[Entries from an annotation dataset]
※
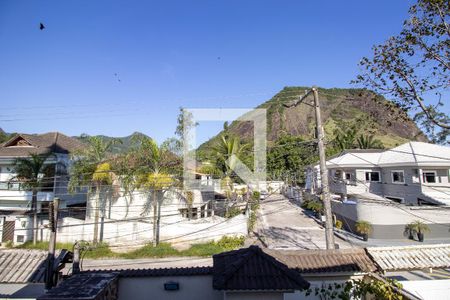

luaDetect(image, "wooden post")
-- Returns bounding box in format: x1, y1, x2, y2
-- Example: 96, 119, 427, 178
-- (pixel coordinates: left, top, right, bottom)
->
45, 198, 59, 291
72, 242, 80, 274
312, 87, 335, 249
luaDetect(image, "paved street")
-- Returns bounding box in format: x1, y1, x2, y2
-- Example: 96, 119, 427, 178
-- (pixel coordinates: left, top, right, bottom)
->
258, 194, 351, 249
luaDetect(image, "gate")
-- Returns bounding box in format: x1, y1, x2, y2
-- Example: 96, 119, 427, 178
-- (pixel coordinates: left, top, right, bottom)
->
2, 221, 16, 243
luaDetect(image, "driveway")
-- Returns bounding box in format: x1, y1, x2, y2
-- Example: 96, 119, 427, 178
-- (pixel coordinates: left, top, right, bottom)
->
258, 194, 351, 250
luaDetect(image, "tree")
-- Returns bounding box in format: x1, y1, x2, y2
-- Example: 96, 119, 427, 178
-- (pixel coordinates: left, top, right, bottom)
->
356, 134, 384, 149
267, 135, 317, 184
212, 135, 249, 178
130, 137, 180, 246
69, 136, 120, 243
354, 0, 450, 140
334, 127, 357, 151
10, 154, 55, 245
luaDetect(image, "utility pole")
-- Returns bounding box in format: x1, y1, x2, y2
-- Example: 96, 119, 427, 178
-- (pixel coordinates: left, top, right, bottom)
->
284, 87, 335, 249
72, 241, 81, 274
312, 87, 334, 249
45, 198, 59, 291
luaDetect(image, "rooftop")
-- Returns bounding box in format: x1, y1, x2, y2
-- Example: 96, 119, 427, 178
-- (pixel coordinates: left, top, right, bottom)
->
0, 132, 84, 157
367, 244, 450, 271
213, 246, 309, 290
327, 142, 450, 168
264, 248, 377, 274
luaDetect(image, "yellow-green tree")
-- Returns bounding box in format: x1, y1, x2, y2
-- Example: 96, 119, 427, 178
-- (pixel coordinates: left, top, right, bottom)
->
144, 172, 175, 246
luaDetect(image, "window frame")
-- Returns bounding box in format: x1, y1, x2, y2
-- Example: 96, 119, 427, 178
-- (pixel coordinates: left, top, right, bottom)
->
364, 171, 381, 182
422, 170, 438, 183
391, 170, 406, 184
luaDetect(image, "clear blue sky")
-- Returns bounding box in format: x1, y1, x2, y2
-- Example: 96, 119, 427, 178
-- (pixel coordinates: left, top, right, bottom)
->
0, 0, 418, 142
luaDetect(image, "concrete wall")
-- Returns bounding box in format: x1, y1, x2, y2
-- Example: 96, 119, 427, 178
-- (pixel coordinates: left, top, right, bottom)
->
44, 215, 248, 246
224, 291, 284, 300
332, 201, 450, 239
119, 275, 223, 300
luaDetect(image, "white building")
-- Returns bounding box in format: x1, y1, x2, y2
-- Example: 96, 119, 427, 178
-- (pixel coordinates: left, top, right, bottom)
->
307, 142, 450, 238
0, 132, 85, 243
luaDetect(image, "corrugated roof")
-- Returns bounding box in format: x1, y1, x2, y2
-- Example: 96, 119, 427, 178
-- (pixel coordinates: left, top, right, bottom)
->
87, 267, 212, 277
0, 249, 47, 283
0, 132, 84, 157
367, 244, 450, 271
264, 248, 377, 274
327, 142, 450, 168
0, 249, 72, 283
213, 246, 309, 291
37, 272, 119, 300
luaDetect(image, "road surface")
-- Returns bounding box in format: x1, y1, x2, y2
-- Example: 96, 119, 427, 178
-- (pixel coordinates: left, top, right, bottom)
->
258, 194, 351, 250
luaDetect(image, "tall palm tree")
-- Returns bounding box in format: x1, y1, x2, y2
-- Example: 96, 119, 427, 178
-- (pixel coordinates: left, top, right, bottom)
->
69, 136, 120, 243
334, 127, 357, 151
132, 137, 177, 246
10, 154, 55, 245
356, 134, 383, 149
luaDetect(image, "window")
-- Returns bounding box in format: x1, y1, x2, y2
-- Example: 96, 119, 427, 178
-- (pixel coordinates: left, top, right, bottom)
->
385, 196, 404, 203
366, 171, 380, 182
422, 171, 436, 183
391, 170, 405, 183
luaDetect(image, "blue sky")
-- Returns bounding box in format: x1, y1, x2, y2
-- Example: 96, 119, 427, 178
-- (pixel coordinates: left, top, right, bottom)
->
0, 0, 422, 142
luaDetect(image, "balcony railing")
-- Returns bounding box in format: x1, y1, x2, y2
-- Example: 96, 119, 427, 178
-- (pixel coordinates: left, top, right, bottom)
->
0, 181, 53, 192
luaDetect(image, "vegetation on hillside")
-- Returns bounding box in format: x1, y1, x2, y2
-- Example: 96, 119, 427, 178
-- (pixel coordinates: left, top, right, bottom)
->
355, 0, 450, 144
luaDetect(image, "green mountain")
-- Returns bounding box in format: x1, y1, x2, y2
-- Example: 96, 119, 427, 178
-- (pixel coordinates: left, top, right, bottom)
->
76, 132, 153, 154
199, 87, 427, 151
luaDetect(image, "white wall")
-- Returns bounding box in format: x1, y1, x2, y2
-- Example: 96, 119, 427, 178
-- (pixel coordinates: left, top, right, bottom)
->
※
Given request
State how many of the lines above contain the string "blue", treating uppercase and lowercase letters as distinct; give only the number.

The answer
2